--- Document excerpt ---

Wednesday, September 21, 2022

Book 10 of 2022 --Intercultural Visions: Called to Be the Church

 


Over a decade ago the United Church of Canada pledged to grow into a truly intercultural church (though I suspect many people in the church have no idea about that pledge much less have taken time to work out what it means in how we are the church).

This book offers a series of reflections on what it might mean to be an intercultural church. To structure the book each writer was given a line from the New Creed paragraph "We are called to be the church".

Each of these essays offers food for thought. I was routinely challenged as I read through them. I suspect there may be some things the authors would say differently now, 10 years later, but many of the points raise are still very relevant.

AS the United Church continues to claim a desire to be both intercultural and anti-racist (and really you can't have the former without the latter) more people need to read these essays.

---

» Aim a
Can you shift the part of the listing that opens with the line containing "Mark each instance of the trail" and closes at the end of the listing, keeping every line and adding -78 to each coordinate in its answers?
The listing that follows is unrelated to the post above.

--- Records to use ---

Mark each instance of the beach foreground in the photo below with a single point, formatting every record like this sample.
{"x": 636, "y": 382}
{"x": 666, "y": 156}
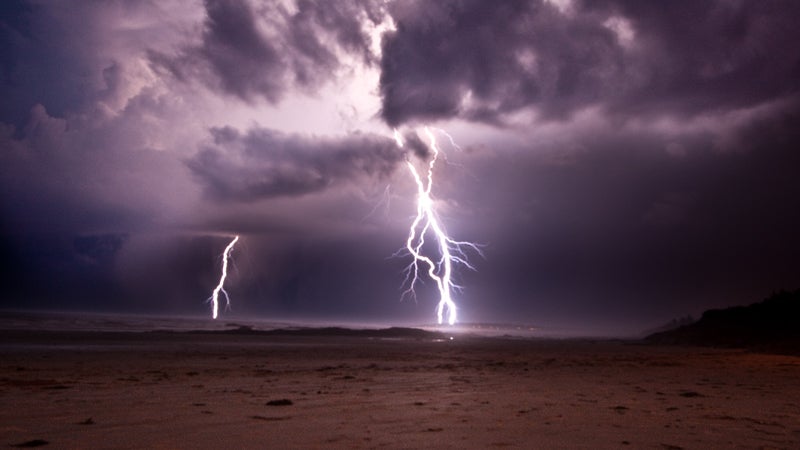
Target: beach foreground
{"x": 217, "y": 390}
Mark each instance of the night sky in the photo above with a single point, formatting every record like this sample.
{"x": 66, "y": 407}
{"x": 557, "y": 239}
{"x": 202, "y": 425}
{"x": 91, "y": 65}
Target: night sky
{"x": 621, "y": 162}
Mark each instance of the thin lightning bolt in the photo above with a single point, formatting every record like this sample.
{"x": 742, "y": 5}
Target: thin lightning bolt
{"x": 451, "y": 251}
{"x": 214, "y": 299}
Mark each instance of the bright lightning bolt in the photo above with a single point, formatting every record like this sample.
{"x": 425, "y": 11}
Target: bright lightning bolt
{"x": 450, "y": 251}
{"x": 214, "y": 299}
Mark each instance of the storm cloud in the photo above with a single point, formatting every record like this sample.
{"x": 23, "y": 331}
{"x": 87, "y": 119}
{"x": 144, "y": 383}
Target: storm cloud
{"x": 485, "y": 62}
{"x": 264, "y": 163}
{"x": 621, "y": 162}
{"x": 261, "y": 51}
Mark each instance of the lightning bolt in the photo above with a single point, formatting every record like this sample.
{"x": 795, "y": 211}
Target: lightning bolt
{"x": 214, "y": 299}
{"x": 426, "y": 221}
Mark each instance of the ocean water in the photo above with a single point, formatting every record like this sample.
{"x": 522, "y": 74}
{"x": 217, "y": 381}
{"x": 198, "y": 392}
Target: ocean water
{"x": 119, "y": 322}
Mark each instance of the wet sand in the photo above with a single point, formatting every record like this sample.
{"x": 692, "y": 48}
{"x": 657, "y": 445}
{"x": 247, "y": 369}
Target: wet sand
{"x": 212, "y": 390}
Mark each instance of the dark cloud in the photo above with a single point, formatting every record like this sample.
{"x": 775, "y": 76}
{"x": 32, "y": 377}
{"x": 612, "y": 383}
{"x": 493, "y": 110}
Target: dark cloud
{"x": 264, "y": 163}
{"x": 481, "y": 61}
{"x": 625, "y": 228}
{"x": 264, "y": 50}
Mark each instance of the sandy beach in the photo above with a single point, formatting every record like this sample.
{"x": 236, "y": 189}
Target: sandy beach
{"x": 217, "y": 390}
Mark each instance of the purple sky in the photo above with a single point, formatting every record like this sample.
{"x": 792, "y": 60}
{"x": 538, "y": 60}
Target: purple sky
{"x": 622, "y": 162}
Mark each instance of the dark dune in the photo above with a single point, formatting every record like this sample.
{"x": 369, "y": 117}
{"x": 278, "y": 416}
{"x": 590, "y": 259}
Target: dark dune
{"x": 772, "y": 325}
{"x": 246, "y": 388}
{"x": 393, "y": 332}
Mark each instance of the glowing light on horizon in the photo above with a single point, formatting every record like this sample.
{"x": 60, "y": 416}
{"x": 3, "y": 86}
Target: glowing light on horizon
{"x": 214, "y": 299}
{"x": 450, "y": 251}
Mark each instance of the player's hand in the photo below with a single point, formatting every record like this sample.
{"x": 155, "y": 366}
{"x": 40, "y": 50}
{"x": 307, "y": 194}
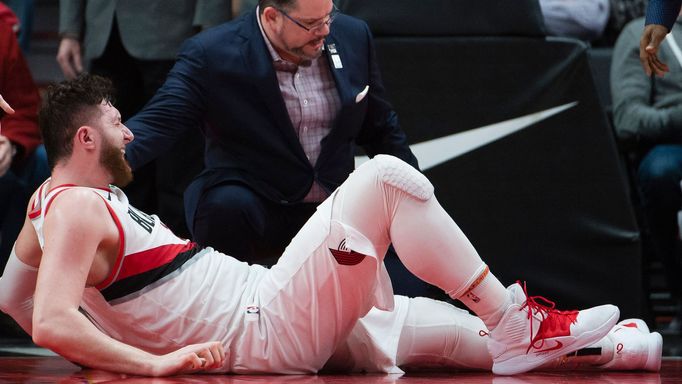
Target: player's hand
{"x": 649, "y": 44}
{"x": 69, "y": 57}
{"x": 190, "y": 359}
{"x": 6, "y": 154}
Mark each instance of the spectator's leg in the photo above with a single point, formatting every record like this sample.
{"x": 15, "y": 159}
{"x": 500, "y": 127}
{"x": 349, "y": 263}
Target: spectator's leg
{"x": 659, "y": 178}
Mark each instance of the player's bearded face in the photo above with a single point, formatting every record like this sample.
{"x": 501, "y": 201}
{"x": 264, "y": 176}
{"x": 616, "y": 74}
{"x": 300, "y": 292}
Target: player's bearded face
{"x": 112, "y": 159}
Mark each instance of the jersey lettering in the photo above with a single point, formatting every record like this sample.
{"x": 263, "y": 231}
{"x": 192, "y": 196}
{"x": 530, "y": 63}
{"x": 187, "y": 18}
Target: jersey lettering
{"x": 144, "y": 220}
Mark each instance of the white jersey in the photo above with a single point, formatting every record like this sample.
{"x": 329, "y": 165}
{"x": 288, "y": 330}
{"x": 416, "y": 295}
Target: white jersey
{"x": 164, "y": 292}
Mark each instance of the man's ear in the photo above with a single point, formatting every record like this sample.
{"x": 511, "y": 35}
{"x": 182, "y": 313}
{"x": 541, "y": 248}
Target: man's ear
{"x": 270, "y": 15}
{"x": 86, "y": 137}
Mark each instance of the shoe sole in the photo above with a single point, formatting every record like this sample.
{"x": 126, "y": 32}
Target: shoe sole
{"x": 527, "y": 362}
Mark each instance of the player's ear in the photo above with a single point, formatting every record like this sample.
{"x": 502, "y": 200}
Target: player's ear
{"x": 85, "y": 137}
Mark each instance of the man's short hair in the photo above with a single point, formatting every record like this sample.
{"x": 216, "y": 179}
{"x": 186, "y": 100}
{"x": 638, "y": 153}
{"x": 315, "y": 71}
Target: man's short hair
{"x": 286, "y": 5}
{"x": 67, "y": 106}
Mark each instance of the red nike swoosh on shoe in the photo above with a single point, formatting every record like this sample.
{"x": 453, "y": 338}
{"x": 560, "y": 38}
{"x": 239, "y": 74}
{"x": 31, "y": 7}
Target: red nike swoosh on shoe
{"x": 347, "y": 258}
{"x": 558, "y": 345}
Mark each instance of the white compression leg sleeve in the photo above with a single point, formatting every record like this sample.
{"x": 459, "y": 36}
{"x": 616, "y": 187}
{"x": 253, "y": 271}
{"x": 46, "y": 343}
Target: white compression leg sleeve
{"x": 439, "y": 335}
{"x": 389, "y": 201}
{"x": 17, "y": 286}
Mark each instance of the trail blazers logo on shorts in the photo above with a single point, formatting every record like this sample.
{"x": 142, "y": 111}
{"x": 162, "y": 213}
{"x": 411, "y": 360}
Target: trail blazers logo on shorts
{"x": 345, "y": 256}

---

» Aim b
Does the post about Intercultural Visions agree with each of these statements? (i) The United Church of Canada pledged to become an intercultural church more than ten years ago. (ii) Each writer in the book was assigned a line from the Lord's Prayer. (iii) The reviewer considers the essays' points no longer relevant.

» Expected answer a
Mark each instance of the trail blazers logo on shorts in the photo above with a single point, formatting every record like this sample.
{"x": 142, "y": 111}
{"x": 162, "y": 213}
{"x": 411, "y": 360}
Target: trail blazers logo on shorts
{"x": 267, "y": 178}

» Expected answer b
(i) Yes: "Over a decade ago the United Church of Canada pledged to grow into a truly intercultural church"
(ii) No: "each writer was given a line from the New Creed paragraph "We are called to be the church""
(iii) No: "many of the points raise are still very relevant"